* [QUOTED TEXT]:
○ ○ ○ ○ ○ ○ ○
The saleslady said I should speak to ya.

SHELLHAMMER:

(TO HIMSELF) Gimbels.

MOTHER:

I just wanted to congratulate you and Macy's on this wonderful new stunt you're pulling.

SHELLHAMMER:

(TO HIMSELF) Gimbels.

MOTHER:

Imagine, a big outfit like Macy's putting the spirit of Christmas ahead of the commercial. (PRONOUNCED "COM-OY'-SHUL")

SHELLHAMMER:

(TO HIMSELF) Gimbels.

MOTHER:

From now on, I'm gonna be a regular Macy customer. (MOVING OFF) All right, Mortimer, we're goin'!

SHELLHAMMER:

(A WAIL OF DESPAIR) Gimbels!

MFX:

MUSIC BOX CHANGES TO BRIDGE

SFX:

DEPARTMENT STORE CROWD BUZZES ... ELEVATORS CHIME ... IN BG

SUSAN:

And there's the toy department over there, Mr. Gailey.

FRED:

You certainly know all about Macy's store, don't you, Susan?

SUSAN:

Well, that's because my mother works here. But I still think it's silly bringing me here to see Santa claus.

FRED:

Well, I just feel that when you've talked to him, you might--

SUSAN:

(HUMORS HIM) Okay, Mr. Gailey. I'm certainly willing to try.

SFX:

CROWD BUZZES AND ELEVATORS CHIME ... TO FILL A PAUSE ... THEN IN BG

KRIS:

Well, well. What a fine young lady, eh? What's your name, little girl?

SUSAN:

Susan Walker. What's yours?

KRIS:

Mine? Kris Kringle. I'm Santa Claus.

SUSAN:

(SKEPTICAL) Mmmm.

KRIS:

Oh, ho! You don't believe that, eh?

SUSAN:

Uh uh. You see, my mother's Mrs. Walker.

KRIS:

(AMUSED) Oh, oh, oh, oh.

SUSAN:

But I must say, you're the best-looking Santa Claus I've ever seen.

KRIS:

Really?

SUSAN:

Your beard, for instance. It doesn't have one of those things that goes over your ears.

KRIS:

(LAUGHS) That's because it's real. Just like I'm really Santa Claus. Now, go ahead, pull it.

SUSAN:

Oh, my - my goodness! It is real!

KRIS:

(LAUGHS) Yes, yeah. And now, what would you like me to bring you for Christmas?
○ ○ ○ ○ ○ ○ ○
* [DATASET EXTRACT]:
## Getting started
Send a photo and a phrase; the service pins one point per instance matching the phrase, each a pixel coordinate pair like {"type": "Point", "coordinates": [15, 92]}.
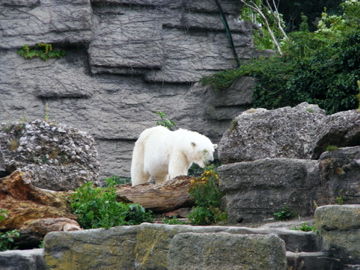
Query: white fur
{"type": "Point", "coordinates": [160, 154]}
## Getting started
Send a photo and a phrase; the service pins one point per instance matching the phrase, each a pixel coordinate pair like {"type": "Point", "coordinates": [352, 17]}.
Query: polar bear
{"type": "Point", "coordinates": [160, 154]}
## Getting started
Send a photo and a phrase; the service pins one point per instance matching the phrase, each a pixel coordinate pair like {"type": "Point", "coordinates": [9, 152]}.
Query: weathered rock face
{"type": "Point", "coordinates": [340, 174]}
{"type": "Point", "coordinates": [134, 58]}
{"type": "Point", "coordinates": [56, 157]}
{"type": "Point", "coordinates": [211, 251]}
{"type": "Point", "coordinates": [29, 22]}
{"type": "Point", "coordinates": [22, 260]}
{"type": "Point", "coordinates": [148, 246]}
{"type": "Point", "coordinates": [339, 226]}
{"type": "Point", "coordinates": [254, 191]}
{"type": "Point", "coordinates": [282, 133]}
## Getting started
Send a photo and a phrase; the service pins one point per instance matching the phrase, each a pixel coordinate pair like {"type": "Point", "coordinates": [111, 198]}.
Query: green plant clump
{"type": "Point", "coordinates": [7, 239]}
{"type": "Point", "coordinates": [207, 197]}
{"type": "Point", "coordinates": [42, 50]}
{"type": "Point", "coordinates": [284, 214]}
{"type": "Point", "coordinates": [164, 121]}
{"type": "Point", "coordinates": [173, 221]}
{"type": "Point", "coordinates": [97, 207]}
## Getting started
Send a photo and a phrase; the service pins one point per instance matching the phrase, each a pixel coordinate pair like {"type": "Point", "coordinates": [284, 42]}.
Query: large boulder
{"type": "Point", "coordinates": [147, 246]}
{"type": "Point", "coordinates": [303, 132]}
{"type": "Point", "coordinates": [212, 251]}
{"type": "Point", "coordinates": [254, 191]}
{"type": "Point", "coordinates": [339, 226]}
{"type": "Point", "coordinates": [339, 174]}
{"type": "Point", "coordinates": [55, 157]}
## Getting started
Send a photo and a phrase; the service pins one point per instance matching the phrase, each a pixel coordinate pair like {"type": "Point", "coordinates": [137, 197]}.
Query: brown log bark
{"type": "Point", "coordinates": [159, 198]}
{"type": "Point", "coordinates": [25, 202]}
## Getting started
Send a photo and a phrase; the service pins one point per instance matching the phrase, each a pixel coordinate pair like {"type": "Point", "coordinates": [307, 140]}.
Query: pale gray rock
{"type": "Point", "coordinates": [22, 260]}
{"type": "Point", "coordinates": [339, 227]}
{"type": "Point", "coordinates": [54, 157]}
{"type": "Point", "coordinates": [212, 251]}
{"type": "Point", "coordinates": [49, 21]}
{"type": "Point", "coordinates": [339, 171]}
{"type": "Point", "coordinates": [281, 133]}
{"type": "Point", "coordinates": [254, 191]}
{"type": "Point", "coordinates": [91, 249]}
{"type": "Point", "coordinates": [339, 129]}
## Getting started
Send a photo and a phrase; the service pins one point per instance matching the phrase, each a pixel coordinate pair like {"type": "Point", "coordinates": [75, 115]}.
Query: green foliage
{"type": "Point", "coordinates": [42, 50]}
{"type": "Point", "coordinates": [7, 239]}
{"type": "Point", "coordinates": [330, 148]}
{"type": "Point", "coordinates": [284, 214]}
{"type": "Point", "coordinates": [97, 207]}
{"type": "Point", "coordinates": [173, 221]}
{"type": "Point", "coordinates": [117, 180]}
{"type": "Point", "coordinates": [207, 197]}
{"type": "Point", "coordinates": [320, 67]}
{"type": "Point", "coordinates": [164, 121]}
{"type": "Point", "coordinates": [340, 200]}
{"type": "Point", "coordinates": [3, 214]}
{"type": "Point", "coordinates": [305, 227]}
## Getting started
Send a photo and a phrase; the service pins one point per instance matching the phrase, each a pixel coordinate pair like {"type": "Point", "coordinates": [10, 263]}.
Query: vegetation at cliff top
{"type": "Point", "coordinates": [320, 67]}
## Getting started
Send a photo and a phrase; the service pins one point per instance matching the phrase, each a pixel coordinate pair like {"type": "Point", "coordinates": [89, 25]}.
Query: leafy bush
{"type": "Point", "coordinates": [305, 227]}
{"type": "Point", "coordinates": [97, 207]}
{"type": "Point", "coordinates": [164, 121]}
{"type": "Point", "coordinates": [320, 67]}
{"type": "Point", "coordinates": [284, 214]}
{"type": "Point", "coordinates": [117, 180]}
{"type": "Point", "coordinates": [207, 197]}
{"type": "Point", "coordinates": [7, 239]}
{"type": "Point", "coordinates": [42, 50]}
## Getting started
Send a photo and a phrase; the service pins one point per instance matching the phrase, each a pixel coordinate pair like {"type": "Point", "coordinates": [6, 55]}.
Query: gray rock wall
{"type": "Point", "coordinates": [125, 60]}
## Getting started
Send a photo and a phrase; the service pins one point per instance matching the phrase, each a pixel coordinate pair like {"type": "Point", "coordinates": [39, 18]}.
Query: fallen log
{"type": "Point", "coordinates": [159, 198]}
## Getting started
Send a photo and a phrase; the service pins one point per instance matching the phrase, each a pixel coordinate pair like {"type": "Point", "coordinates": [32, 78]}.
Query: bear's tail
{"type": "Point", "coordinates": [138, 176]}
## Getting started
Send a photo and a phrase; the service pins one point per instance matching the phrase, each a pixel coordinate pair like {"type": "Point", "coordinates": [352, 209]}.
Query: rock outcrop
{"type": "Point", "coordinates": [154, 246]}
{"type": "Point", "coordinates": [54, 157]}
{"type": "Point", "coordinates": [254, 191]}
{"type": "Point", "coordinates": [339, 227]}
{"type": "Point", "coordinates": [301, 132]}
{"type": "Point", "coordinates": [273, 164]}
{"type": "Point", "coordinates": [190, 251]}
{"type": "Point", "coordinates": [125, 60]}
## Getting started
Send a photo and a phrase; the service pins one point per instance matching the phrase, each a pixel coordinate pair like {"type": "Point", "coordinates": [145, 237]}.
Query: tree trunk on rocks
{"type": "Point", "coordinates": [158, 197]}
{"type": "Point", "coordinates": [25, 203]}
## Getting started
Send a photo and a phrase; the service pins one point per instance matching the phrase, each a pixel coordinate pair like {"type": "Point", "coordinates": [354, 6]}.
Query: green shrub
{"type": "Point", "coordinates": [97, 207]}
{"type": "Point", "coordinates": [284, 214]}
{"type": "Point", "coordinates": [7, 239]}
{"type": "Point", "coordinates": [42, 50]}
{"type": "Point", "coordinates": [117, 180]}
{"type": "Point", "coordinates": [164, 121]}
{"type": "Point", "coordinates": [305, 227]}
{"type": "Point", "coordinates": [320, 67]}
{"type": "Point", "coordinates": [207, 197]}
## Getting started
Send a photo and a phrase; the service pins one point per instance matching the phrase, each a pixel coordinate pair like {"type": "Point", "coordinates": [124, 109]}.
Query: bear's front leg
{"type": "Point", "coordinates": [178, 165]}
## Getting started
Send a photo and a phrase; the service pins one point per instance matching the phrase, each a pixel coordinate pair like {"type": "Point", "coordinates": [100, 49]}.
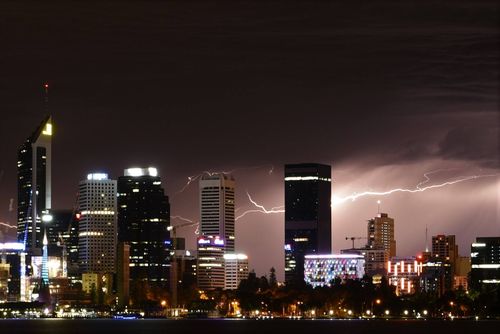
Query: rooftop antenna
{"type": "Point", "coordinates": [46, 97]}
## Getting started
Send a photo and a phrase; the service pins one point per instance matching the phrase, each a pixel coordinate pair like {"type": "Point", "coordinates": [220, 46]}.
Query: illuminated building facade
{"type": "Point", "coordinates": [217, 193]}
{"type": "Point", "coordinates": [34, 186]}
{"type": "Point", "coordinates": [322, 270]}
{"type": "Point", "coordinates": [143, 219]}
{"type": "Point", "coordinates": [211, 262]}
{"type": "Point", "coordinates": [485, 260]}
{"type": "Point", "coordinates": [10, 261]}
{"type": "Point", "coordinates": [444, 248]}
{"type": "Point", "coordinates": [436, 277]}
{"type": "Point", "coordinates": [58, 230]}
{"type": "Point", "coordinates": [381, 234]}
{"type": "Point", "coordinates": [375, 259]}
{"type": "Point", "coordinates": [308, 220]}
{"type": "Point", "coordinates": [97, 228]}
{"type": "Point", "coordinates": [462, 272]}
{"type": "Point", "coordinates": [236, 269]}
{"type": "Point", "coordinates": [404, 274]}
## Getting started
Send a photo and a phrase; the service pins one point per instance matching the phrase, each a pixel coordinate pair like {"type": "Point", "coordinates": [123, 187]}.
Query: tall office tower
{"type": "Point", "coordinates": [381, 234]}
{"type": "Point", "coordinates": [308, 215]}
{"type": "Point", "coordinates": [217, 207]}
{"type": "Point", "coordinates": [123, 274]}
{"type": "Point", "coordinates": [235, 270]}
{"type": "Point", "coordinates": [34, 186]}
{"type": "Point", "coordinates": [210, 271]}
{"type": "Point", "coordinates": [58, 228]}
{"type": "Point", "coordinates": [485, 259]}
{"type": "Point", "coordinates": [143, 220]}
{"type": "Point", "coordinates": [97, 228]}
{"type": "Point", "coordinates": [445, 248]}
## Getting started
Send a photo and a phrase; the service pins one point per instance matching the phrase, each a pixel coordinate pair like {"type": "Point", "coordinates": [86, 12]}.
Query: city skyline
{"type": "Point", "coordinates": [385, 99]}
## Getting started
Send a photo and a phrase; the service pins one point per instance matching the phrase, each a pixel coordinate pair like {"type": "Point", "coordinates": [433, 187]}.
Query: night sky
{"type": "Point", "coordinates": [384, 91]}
○ ○ ○ ○ ○ ○ ○
* [REQUIRED ACTIONS]:
1) In the radio script, what reason does Susan give for knowing all about Macy's store?
2) Go on with the radio script about Susan's visit to Santa Claus at Macy's, starting after its last line.

* [OUTPUTS FOR THE TASKS]:
1) Her mother works there.

2)
SUSAN:

Nothing, thank you. Whatever I want, my mother will get -- if it's sensible and doesn't cost too much.

KRIS:

Oh.

DORIS:

(APPROACHES) That's quite right, Susan.

SUSAN:

Oh! Hello, Mother!

DORIS:

(COOL) Hello, Mr. Gailey.

FRED:

(EMBARRASSED) Hello. Uh, the explanation for all this is very simple. Your maid's mother sprained her ankle. She had to go home so she asked me to bring Susie down to you. And as long as we were here, I - I figured we might as well say hello to Santa Claus.

SUSAN:

He has real whiskers, Mother!

DORIS:

Susan, would you mind standing over there a minute?

SUSAN:

(MOVES OFF, CHEERILY) If you want me to!

FRED:

I, uh, I shouldn't have brought Susie to see Santa, is that it?

DORIS:

Now you're making me feel completely heartless.

FRED:

I'm sorry.

DORIS:

Don't you see? I tell Susan that Santa Claus is a myth -- and you show her a very convincing old man with real whiskers. Whom is she to believe?

FRED:

Yeah, that's right, isn't it?

DORIS:

When Susan was a baby, her father and I were divorced. And ever since then I've protected my child by teaching her realities. If you don't believe in fairy tales and fantasy, you can never be hurt or disillusioned.

FRED:

We were talking about Susie, Mrs. Walker.

DORIS:

And I must ask you to let me raise her as I see fit. (MOVES OFF, TO SUSAN) All right, dear, the store's going to close soon; we'll run along to my office.

MFX:

BRIDGE

SFX:

TYPEWRITERS CLICKING

KRIS:

Alfred said you wanted to see me, Mrs. Walker.

DORIS:

(UNCOMFORTABLE) Oh, um, oh, yes. Come in.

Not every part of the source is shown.